### GOALS
A) What HTTP status code does Scrapy return for the POST request in the Scrapy thread?
B) Write the next part of the Scrapy thread, picking up after its final line.

### EXTRACT
API POST Request works with Postman but not with Scrapy

33 views Asked by At

I am making a POST request to an API, and it works fine over Postman but not in Scrapy. This is the 400 Status error Scrapy gives me:

2024-03-19 03:02:08 [scrapy.downloadermiddlewares.cookies] DEBUG: Received cookies from: <400 https://somesite.com/api/search> Set-Cookie: sUniqueID=20240319100208-50.106.12.146-dj56d4dide; expires=Sun, 19-Mar-2034 10:02:08 GMT; path=/; secure; HttpOnly

2024-03-19 03:02:08 [scrapy.core.engine] DEBUG: Crawled (400) <POST https://somesite.com/api/search> (referer: None) 2024-03-19 03:02:08 [scrapy.spidermiddlewares.httperror] INFO: Ignoring response <400 https://somesite.com/api/search>: HTTP status code is not handled or not allowed 2024-03-19 03:02:08 [scrapy.core.engine] INFO: Closing spider (finished) 2024-03-19 03:02:08 [scrapy.statscollectors]

This is my Scrapy code:

from scrapy.loader import ItemLoader
from scrapy.http import FormRequest
import scrapy
from some_scraper.items import SomeItem
from scrapy_playwright.page import PageMethod

class SomeScraperSpider(scrapy.Spider):
      name = 'someScraper'
    
      def start_requests(self):
          url = ('https://somesite.com/api/search')
    
          headers={
                'User-Agent': 'Mozilla/5.0 (Windows NT 10.0; WOW64)',
                'Content-Type': 'application/json',
                'Host': 'somesite.com',
                'Accept': '*/*',
                'Accept-Encoding': 'gzip, deflate, br',
                'Connection': 'keep-alive'
            }
    
          frmdata={"token": "eg7t4q6p6pdv59m1cn22e58vmphiv2",
                   "cols": ["colmX", "colmY"],
                   "max": "80"
                   }
    
          yield scrapy.FormRequest(url=url,
                                   callback=self.parse_categories,
                                   headers=headers,
                                   formdata=frmdata,
                                   meta={'playwright': True})

settings.py:

BOT_NAME = "some_scraper"
USER_AGENT= 'Mozilla/5.0 (Windows NT 10.0; Win64; x64)'

SPIDER_MODULES = ["some_scraper.spiders"]
NEWSPIDER_MODULE = "some_scraper.spiders"

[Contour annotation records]

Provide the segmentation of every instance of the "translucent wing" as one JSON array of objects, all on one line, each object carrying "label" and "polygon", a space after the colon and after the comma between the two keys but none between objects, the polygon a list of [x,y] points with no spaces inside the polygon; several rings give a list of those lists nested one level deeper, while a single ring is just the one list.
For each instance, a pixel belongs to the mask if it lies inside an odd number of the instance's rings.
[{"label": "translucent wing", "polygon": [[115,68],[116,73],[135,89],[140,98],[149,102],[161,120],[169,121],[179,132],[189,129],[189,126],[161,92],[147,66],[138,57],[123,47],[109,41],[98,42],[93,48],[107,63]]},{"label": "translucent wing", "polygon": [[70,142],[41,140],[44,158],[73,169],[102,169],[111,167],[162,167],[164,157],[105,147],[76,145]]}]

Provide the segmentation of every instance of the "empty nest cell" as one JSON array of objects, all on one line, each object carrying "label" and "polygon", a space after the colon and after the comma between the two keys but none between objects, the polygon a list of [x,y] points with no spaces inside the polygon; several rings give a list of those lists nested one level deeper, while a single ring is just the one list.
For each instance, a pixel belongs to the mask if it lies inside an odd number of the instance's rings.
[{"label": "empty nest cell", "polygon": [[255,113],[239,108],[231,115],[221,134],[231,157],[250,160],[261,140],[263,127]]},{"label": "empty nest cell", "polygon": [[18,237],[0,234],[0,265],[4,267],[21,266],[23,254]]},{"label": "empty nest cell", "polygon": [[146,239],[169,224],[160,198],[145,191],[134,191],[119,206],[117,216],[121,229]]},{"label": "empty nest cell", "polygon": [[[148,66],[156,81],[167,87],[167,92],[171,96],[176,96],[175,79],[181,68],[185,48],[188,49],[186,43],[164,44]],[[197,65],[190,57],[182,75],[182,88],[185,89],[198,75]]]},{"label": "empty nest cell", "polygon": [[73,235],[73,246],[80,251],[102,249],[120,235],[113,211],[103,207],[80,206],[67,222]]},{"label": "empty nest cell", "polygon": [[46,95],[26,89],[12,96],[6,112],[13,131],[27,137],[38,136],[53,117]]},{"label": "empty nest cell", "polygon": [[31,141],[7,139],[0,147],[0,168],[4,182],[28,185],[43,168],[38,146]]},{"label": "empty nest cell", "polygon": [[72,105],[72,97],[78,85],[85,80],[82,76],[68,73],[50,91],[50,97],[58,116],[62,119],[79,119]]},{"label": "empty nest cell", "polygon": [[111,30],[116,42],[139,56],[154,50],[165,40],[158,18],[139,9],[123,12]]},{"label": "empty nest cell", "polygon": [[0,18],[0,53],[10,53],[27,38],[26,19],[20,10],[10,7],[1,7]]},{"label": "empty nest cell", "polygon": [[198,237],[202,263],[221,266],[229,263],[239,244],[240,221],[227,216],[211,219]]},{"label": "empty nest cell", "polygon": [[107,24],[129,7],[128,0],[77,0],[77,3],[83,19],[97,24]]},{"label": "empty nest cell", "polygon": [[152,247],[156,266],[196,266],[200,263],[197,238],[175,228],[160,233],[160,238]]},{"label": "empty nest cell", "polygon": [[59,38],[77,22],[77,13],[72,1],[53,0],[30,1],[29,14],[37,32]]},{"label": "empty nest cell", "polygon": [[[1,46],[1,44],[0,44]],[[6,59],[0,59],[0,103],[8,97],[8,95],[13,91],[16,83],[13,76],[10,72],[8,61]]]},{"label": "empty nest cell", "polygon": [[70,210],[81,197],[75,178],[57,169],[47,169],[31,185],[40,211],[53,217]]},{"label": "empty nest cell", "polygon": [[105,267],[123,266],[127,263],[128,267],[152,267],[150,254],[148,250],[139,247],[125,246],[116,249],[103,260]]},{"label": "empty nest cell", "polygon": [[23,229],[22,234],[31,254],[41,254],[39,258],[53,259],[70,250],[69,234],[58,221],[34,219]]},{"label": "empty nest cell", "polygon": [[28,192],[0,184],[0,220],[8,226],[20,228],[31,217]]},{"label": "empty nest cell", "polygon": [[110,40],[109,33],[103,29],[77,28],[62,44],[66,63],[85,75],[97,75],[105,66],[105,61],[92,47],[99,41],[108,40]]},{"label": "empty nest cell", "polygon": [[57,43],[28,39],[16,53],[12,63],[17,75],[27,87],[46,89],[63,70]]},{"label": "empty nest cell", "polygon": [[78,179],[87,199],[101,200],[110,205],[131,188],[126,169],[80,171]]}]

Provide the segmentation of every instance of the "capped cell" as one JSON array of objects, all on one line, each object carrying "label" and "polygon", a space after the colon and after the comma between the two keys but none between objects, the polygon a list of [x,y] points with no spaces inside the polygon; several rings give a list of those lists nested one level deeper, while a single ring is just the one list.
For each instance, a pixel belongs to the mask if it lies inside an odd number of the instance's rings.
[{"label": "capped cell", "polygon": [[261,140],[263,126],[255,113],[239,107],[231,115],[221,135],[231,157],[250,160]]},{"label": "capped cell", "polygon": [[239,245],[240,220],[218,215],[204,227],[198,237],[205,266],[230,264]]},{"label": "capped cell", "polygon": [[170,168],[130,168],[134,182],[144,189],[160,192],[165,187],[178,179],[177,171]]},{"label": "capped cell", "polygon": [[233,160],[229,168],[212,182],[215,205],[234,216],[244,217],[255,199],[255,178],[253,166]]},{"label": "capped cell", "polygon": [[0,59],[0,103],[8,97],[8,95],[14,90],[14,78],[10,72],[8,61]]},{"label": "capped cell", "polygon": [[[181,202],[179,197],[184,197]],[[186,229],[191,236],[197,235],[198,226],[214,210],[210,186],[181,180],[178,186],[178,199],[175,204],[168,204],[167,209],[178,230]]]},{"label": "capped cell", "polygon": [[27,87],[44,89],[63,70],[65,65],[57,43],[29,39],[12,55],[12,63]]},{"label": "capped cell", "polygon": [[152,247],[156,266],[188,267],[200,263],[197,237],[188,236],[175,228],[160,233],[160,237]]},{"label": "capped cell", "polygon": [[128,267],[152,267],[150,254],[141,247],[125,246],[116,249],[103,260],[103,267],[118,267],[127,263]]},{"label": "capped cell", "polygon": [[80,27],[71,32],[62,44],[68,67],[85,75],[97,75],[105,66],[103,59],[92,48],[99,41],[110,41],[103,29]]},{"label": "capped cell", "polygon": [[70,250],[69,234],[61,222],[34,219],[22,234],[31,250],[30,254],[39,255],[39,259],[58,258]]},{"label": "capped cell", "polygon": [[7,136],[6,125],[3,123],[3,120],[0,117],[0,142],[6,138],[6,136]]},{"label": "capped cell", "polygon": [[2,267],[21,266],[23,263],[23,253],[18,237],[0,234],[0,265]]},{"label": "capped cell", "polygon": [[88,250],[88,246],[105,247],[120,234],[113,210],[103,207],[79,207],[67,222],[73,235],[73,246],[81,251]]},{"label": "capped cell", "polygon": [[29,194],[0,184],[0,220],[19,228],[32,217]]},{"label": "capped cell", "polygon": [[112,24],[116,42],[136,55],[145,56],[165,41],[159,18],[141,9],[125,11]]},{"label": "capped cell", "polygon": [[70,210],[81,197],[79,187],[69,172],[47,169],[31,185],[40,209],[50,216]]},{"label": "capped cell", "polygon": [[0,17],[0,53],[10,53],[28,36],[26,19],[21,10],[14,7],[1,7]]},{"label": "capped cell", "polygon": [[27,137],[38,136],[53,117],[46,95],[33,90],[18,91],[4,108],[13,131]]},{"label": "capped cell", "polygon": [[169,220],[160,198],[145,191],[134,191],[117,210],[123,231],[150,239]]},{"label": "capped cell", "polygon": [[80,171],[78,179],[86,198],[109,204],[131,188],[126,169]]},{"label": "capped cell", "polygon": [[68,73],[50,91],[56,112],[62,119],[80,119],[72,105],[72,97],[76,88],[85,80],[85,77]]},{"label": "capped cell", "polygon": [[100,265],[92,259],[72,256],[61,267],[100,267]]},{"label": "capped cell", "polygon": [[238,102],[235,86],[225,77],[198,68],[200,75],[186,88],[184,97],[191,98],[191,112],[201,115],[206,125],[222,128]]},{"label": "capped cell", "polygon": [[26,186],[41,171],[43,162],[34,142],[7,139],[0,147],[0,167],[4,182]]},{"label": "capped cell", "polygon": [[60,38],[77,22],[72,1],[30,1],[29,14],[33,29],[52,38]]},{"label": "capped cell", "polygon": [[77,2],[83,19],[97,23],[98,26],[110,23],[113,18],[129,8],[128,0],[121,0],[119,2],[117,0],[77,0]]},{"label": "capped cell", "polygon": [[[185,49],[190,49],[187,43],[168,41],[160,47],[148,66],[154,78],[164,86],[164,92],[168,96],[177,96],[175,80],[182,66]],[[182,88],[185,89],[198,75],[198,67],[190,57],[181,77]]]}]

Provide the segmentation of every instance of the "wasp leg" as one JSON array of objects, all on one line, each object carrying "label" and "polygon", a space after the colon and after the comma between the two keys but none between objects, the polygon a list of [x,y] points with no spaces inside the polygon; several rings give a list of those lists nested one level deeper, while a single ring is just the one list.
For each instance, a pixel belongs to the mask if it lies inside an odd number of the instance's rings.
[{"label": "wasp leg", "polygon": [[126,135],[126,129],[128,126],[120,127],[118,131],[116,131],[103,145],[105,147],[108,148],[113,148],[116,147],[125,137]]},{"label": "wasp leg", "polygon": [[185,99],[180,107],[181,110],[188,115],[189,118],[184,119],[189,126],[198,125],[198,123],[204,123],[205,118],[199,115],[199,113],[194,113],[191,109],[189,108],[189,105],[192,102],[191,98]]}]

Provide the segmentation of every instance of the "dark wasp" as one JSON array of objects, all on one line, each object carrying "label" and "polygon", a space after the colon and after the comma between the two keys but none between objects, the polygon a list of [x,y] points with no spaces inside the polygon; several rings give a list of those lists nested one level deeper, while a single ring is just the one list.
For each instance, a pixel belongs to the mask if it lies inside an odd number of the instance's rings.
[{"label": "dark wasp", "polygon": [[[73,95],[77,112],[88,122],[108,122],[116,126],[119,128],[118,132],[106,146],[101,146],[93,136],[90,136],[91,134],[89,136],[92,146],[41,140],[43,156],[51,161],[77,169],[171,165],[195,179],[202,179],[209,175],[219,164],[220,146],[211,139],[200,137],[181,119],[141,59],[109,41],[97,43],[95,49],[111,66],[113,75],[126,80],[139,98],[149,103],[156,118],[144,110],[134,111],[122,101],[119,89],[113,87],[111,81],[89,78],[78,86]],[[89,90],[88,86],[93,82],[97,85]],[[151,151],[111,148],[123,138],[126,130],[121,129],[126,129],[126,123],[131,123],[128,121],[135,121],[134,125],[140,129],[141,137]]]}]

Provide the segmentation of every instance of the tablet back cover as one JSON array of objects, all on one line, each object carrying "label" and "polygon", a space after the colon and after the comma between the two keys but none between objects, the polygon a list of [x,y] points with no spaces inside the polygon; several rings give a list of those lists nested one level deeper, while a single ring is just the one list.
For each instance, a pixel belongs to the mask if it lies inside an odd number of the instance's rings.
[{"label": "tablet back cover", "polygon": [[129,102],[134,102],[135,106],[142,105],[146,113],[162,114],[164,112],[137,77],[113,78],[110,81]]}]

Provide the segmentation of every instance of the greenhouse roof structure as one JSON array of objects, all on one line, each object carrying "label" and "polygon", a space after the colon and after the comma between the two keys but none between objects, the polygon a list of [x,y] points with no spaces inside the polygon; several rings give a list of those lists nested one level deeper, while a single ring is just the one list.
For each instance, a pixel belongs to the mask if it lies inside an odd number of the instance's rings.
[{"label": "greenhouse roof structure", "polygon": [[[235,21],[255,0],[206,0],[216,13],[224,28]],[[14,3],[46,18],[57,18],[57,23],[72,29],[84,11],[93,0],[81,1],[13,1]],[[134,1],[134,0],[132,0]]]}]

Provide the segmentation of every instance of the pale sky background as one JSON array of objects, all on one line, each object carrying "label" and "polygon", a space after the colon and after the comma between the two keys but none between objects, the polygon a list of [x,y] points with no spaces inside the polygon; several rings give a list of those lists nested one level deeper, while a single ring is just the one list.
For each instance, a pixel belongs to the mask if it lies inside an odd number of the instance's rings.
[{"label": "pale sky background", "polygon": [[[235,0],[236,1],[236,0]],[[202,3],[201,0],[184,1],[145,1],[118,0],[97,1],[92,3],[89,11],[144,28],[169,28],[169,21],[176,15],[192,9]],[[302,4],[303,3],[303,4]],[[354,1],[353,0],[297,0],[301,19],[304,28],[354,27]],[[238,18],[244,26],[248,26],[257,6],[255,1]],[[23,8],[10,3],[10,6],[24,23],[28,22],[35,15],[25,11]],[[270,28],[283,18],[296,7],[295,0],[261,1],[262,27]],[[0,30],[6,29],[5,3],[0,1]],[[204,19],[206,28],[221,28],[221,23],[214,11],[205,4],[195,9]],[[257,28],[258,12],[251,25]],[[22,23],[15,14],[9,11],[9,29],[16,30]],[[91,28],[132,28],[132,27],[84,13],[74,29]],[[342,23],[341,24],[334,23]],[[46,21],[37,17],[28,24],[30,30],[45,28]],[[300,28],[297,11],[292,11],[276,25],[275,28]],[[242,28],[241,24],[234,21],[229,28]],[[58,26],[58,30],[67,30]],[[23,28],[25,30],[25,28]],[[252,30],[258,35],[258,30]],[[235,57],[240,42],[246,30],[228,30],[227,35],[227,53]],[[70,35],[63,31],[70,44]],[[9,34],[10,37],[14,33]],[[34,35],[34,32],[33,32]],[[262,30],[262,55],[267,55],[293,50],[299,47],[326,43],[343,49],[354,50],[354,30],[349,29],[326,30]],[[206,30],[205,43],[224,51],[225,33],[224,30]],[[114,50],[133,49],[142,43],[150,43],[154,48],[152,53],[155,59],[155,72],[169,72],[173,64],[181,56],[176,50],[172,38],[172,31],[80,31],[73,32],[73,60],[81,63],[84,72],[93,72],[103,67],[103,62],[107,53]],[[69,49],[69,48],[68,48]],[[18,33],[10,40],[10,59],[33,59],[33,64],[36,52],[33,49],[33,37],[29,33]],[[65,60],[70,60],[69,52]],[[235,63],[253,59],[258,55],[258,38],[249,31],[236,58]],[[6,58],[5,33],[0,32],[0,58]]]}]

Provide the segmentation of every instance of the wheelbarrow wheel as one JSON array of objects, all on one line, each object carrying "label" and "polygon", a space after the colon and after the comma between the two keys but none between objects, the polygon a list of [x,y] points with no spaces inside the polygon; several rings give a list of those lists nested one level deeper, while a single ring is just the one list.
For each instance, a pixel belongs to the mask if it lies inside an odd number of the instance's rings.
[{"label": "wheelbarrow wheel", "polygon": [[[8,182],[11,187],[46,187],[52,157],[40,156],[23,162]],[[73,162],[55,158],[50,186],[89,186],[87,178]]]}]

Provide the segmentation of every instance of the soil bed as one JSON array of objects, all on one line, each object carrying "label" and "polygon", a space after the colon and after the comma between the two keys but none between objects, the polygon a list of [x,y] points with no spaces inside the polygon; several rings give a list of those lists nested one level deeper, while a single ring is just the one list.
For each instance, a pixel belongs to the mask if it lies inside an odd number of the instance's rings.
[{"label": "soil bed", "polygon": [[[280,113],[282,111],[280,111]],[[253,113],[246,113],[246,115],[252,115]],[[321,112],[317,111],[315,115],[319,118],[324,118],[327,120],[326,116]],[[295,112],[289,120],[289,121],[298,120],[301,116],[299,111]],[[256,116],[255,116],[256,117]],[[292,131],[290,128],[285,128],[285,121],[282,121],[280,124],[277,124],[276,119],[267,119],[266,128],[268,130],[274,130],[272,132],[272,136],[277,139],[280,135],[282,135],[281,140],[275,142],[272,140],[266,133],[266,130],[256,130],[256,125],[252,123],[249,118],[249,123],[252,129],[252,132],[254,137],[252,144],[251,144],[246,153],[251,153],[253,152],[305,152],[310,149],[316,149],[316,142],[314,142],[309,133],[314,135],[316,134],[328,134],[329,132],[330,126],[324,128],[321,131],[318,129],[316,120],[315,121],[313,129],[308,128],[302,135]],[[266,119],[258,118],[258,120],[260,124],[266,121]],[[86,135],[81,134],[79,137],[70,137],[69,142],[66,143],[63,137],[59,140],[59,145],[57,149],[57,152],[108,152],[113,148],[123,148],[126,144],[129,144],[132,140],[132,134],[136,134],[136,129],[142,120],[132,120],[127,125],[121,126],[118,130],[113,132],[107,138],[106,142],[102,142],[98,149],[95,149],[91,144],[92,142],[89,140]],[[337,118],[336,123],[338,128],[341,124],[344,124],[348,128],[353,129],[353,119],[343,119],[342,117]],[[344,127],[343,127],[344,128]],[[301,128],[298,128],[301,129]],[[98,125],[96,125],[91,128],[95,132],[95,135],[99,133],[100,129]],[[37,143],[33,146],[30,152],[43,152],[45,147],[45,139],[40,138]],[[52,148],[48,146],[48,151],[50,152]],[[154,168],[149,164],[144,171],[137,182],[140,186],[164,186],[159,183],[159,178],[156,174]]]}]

### RESPONSES TO THE TASKS
A) 400

B)
REQUEST_FINGERPRINTER_IMPLEMENTATION = "2.7"
TWISTED_REACTOR = "twisted.internet.asyncioreactor.AsyncioSelectorReactor"
FEED_EXPORT_ENCODING = "utf-8"

ROBOTSTXT_OBEY = False
DOWNLOAD_HANDLERS = {
    "http": "scrapy_playwright.handler.ScrapyPlaywrightDownloadHandler",
    "https": "scrapy_playwright.handler.ScrapyPlaywrightDownloadHandler"
}
TWISTED_REACTOR = 'twisted.internet.asyncioreactor.AsyncioSelectorReactor'

main.py:

from some_scraper.spiders.src import SomeScraperSpider
from scrapy.crawler import CrawlerProcess

def main():
    process = CrawlerProcess(settings={
        'COOKIES_DEBUG': 'True',
        'COOKIES_ENABLED': 'True',
        'PLAYWRIGHT_LAUNCH_OPTIONS':{
            'headless':'False',
            'timeout':2000*1000
        },
        'PLAYWRIGHT_BROWSER_TYPE':'firefox',
        'PLAYWRIGHT_SETTINGS':{
            'acceptsCookies': 'True',
        }
    })
    process.crawl(SomeScraperSpider)
    process.start()

if __name__ == '__main__':
    main()

In Postman I make this POST request:

POST https://somesite.com/api/search

In the Postman body, I put in:

{"token": "eg7t4q6p6pdv59m1cn22e58vmphiv2",
 "cols": ["colmX", "colmY"],
 "max": "80"}

The Headers in Postman show:

Authorization: Bearer eg7t4q6p6pdv59m1cn22e58vmphiv2
Cookie: __RequestVerificationToken=UzaS9tX-IM3KTLlNTsQw9nklSnxplY4ehkAKnIjZw5aJ2BjEZ8oGB7bi6IKQOjdxf-izYKUq2_-g-JxK1_QjuvhOFDuBELzSwlyfol_UcBg1; fb_SessionId=66cuv1enskencmluva229q5ohnpj43; sUniqueID=20240208013723-50.106.12.146-m5mf01hk0k
Postman-Token: <calculated when request is sent>
Content-Type: application/json
Content-Length: <calculated when request is sent>
Host: <calculated when request is sent>
User-Agent: PostmanRuntime/7.36.3
Accept: */*
Accept-Encoding: gzip, deflate, br
Connection: keep-alive

In both Postman and Scrapy the Token is added to the Body before being sent, not the Headers. But even when I add the the Token and Cookie to the Scrapy header I receive the same result.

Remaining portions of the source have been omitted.